◆ Consignes à suivre
[A] Répondez aux questions suivantes à partir du texte sur l'Afrique.
(i) Dans quel secteur travaille la personne qui a posé la question sur l'Afrique ?
(ii) Quel taux de croissance moyen du PIB est mentionné, et sur quelle période ?
(iii) Quelle étape la classe moyenne urbaine a-t-elle sautée ?
[B] Transcrivez le passage du texte sur l'Afrique en commençant aux mots « Alors que je » et en vous arrêtant après « réponse, c’est… tout. ».

Quand l’Afrique rime avec fric

Alors que je discutais de francophonie avec des amis l’autre jour, l’un d’eux m’a demandé : « Ils font quoi, en Afrique, à part des enfants ? » En d’autres mots : à quoi ça sert, l’Afrique ? Cela venait de la bouche d’une personne bien informée, qui voyage et qui travaille dans le secteur de la création télé. La réponse, c’est… tout.

Il se développe en Afrique une classe moyenne urbaine qui surfe sur un taux de croissance moyen du PIB de 5 % depuis 15 ans, et qui attire l’attention des investisseurs de partout. Une classe moyenne qui a sauté l’étape de l’ordinateur pour passer à la mobilité, un marché de consommateurs en croissance dans un environnement stimulant et où l’on est sensible à la qualité. Bref, la main que tend l’Afrique ne demande plus l’aumône : c’est une poignée de main !

◆ Lignes de données

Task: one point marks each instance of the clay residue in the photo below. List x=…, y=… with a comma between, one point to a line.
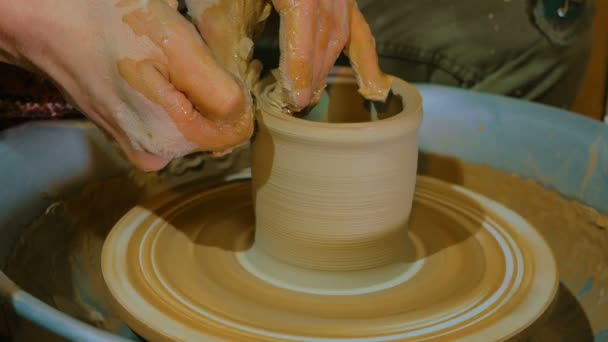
x=577, y=235
x=57, y=258
x=215, y=115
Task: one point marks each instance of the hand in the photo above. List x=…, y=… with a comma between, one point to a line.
x=311, y=37
x=138, y=69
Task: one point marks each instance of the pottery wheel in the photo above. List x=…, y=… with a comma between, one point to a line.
x=184, y=267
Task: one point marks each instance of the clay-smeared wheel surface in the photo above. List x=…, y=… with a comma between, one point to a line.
x=184, y=267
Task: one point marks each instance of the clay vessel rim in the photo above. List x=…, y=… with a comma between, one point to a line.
x=409, y=119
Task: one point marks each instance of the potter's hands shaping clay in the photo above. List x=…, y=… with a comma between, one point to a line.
x=137, y=68
x=229, y=28
x=311, y=37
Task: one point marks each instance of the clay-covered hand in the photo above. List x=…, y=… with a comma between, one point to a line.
x=229, y=28
x=312, y=35
x=137, y=68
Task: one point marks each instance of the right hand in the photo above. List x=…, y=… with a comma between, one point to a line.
x=138, y=69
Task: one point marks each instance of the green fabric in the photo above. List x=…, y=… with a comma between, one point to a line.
x=509, y=47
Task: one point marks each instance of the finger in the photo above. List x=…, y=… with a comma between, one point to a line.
x=361, y=50
x=190, y=65
x=336, y=43
x=296, y=43
x=230, y=40
x=208, y=135
x=323, y=34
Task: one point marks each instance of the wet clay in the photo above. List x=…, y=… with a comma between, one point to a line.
x=217, y=115
x=335, y=196
x=225, y=288
x=322, y=244
x=58, y=258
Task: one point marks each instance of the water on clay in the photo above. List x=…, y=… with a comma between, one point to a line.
x=57, y=259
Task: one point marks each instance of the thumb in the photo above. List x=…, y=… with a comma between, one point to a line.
x=361, y=50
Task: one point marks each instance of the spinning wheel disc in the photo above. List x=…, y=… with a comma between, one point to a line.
x=184, y=267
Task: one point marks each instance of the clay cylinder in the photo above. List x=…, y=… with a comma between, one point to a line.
x=333, y=190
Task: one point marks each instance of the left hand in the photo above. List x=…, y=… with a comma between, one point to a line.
x=311, y=37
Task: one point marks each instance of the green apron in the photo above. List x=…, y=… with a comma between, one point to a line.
x=532, y=49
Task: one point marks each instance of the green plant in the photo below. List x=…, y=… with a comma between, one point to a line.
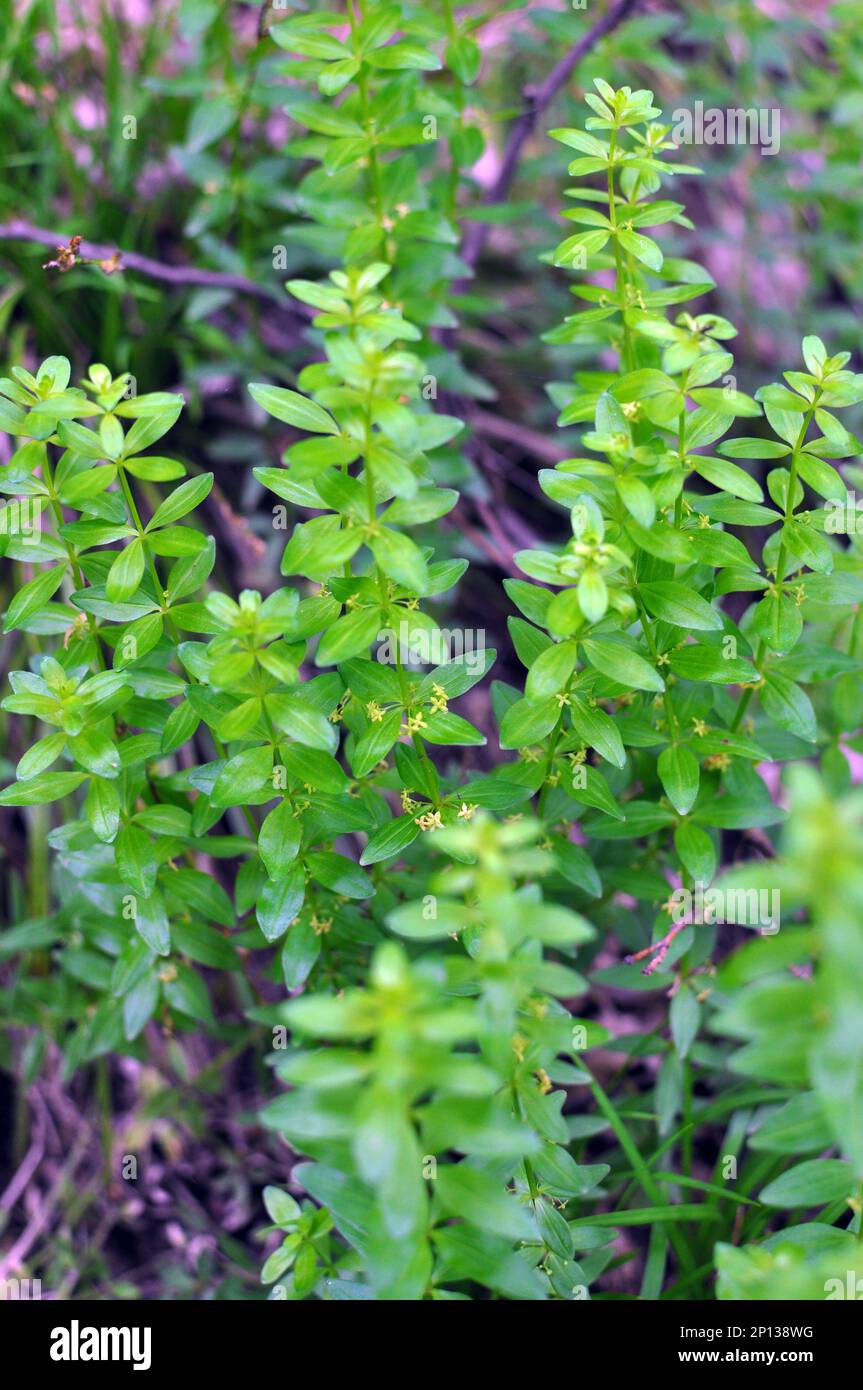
x=209, y=790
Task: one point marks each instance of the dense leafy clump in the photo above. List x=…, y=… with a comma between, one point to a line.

◆ Réponses par consigne
[A]
(i) Elle travaille dans le secteur de la création télé.
(ii) Le taux de croissance moyen du PIB est de 5 % depuis 15 ans.
(iii) Elle a sauté l'étape de l'ordinateur pour passer à la mobilité.

[B]
Alors que je discutais de francophonie avec des amis l’autre jour, l’un d’eux m’a demandé : « Ils font quoi, en Afrique, à part des enfants ? » En d’autres mots : à quoi ça sert, l’Afrique ? Cela venait de la bouche d’une personne bien informée, qui voyage et qui travaille dans le secteur de la création télé. La réponse, c’est… tout.